● Your goal:
Repeat each of the lines below word for word, with nothing changed.

/---

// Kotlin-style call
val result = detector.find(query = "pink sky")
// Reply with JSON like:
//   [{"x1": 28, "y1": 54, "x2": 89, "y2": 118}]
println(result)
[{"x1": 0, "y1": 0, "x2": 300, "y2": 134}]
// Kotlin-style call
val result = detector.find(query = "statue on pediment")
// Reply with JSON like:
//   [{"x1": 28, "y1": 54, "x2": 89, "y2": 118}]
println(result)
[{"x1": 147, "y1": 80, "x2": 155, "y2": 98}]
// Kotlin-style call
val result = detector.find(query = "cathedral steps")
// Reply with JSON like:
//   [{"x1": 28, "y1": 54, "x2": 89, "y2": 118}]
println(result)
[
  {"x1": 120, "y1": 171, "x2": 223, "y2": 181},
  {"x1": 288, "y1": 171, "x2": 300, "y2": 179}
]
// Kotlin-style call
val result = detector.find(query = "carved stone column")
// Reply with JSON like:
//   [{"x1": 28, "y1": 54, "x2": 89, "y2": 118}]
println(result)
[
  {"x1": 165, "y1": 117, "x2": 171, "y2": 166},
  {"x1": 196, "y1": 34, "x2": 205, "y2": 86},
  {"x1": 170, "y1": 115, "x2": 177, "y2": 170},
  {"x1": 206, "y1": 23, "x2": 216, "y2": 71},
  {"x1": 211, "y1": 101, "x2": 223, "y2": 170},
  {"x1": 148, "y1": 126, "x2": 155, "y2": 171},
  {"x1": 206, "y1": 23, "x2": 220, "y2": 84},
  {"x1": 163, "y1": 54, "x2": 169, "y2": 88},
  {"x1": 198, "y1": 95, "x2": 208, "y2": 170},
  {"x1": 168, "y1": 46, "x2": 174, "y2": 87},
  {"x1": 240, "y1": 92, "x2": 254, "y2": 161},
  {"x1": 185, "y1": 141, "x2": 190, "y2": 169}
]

\---

● Result:
// Kotlin-style call
val result = detector.find(query = "pink sky")
// Reply with JSON like:
//   [{"x1": 28, "y1": 54, "x2": 89, "y2": 118}]
println(result)
[{"x1": 0, "y1": 0, "x2": 300, "y2": 134}]
// Kotlin-style call
val result = detector.find(query = "statue on pediment")
// Reply with JSON like:
//   [{"x1": 28, "y1": 54, "x2": 89, "y2": 118}]
println(result)
[{"x1": 147, "y1": 80, "x2": 155, "y2": 98}]
// Kotlin-style call
val result = detector.find(query = "cathedral steps")
// Reply with JSON like:
//   [{"x1": 28, "y1": 54, "x2": 89, "y2": 118}]
println(result)
[
  {"x1": 120, "y1": 171, "x2": 223, "y2": 181},
  {"x1": 288, "y1": 171, "x2": 300, "y2": 179}
]
// Kotlin-style call
val result = detector.find(query = "carved stone column")
// Reply with JSON like:
//   [{"x1": 28, "y1": 54, "x2": 89, "y2": 118}]
println(result)
[
  {"x1": 165, "y1": 117, "x2": 171, "y2": 166},
  {"x1": 196, "y1": 34, "x2": 205, "y2": 86},
  {"x1": 170, "y1": 115, "x2": 177, "y2": 170},
  {"x1": 206, "y1": 23, "x2": 216, "y2": 71},
  {"x1": 211, "y1": 101, "x2": 223, "y2": 170},
  {"x1": 148, "y1": 126, "x2": 155, "y2": 171},
  {"x1": 206, "y1": 23, "x2": 220, "y2": 84},
  {"x1": 163, "y1": 54, "x2": 169, "y2": 88},
  {"x1": 198, "y1": 95, "x2": 208, "y2": 170},
  {"x1": 168, "y1": 46, "x2": 174, "y2": 87},
  {"x1": 240, "y1": 92, "x2": 254, "y2": 161},
  {"x1": 185, "y1": 141, "x2": 190, "y2": 169}
]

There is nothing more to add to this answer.